- _Selected text_:
[Begin]
Market Overview

5 Companies Changing The Mining Industry


Lithium prices have taken off. In just a few years, a ton of lithium has increased by 300%.

And while prices fell in early 2018, there's no question lithium demand will continue to grow.

The answer to the huge increase in demand is simple: electric vehicles (EV) are growing in popularity, and battery-based tech, particularly in renewable energy sectors, has pushed demand for lithium up and up.

The real question now is: how are lithium suppliers going to feed all this new demand

Thank Tesla, of course. The EV pioneer has risen the profile of EV tech and opened up its first "gigafactory" in January 2017. But Tesla isn't alone: it only provides 30% of EVs, and in a few decades demand for the vehicles is going to skyrocket in the US, Europe and Asia where sales of gas-powered cars could become illegal.

By 2025, the battery market alone will be twice as big as today's entire lithium market—and the growth will only continue.

In early 2018, fears of an oversupply sent some lithium stocks tumbling. But their wrong; Asia and Europe have already started talking about banning gas-powered vehicles, and a lot of lithium will be needed to meet that new demand.

The EV industry alone uses up almost 40 percent of the world's lithium supply for batteries, and when you add massive energy storage solutions, unbridled consumer electronics growth and the emergence of more battery gigafactories—lithium supply will indeed be fantastically tight.

Today we're looking at 5 stocks that will bring the most lithium at the lowest prices.

#1 Albemarle (NYSE:ALB)

This major producer of chemicals is the world's largest supplier of lithium, and has been since early 2015 when it acquired Rockwood Holdings. Right now, ALB has about 35 percent of the global lithium market share.

And if you think the lithium stock extravaganza is over, guess again. This huge company, with a $14 billion market cap, still has plenty of room to expand.
[End]
- _Supplied information_:
[Begin]
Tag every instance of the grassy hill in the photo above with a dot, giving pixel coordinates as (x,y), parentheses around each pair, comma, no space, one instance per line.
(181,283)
[End]
- _Directives_:
**a.** Answer these from the lithium article:
(i) When did Tesla open its first "gigafactory"?
(ii) What share of EVs does Tesla provide?
(iii) Which company did Albemarle acquire in early 2015?
**b.** Extend the lithium article by writing what comes after its last paragraph.
The listing isn't needed for anything here.

- _Answers given_:
**a.**
(i) January 2017
(ii) 30%
(iii) Rockwood Holdings

**b.**
Albermarle enjoyed a boom last year, reaching as high as $140 before tumbling down to less than $100 when it failed to fully deliver on investor expectations.

But 2017 was still a banner year, with 31 percent year-on-year revenue growth in its segment for lithium and advanced-materials in Q1 2017.

Major catalysts include an up-coming doubling of lithium carbonate production capacity thanks to a recent regulatory approval to expand Greenbushes in Australia, which will begin in the Q2 2019. And there will be more growth before then, with capital expenditures of up to $400 million. Lithium is the key focus right now for Albemarle.

The company has beaten analyst estimates for four quarters running, with a price-to-earnings (P/E) ratio of 25.42—way above the industry average.

#2 International Battery Metals (CSE:IBAT; OTC: RHHNF)

With the global battery market set to hit $120 billion in less than two years, lithium is now more of a tech play than a mining play. That means that tech expertise will be needed to meet the new demands of a changing sector.

Enter International Battery Metals (BAT.CN), a little company with big ambitions. It's signed a definitive agreement with North American Lithium (NAL) to buy the new, advanced technology to get lithium out of brine in 24 hours instead of 24 months.

Lithium is currently produced from brine sources and spodumene mines. Production from spodumene is typically significantly more expensive to produce due to high chemical consumption and waste disposal. Solar evaporation processes from brine in Chile and Argentina are large producers of lithium. But these processes are cumbersome because they entail pumping the salt-rich waters into a series of evaporation ponds to extract all other elements, leaving a number of salt fields that must be harvested. Some is sold and the rest is stacked in the desert.

Where traditional solar evaporation technology takes up to 24 months to extract lithium from the brine, IBAT's incoming CEO says the tech that he has invented can do it in 24 hours.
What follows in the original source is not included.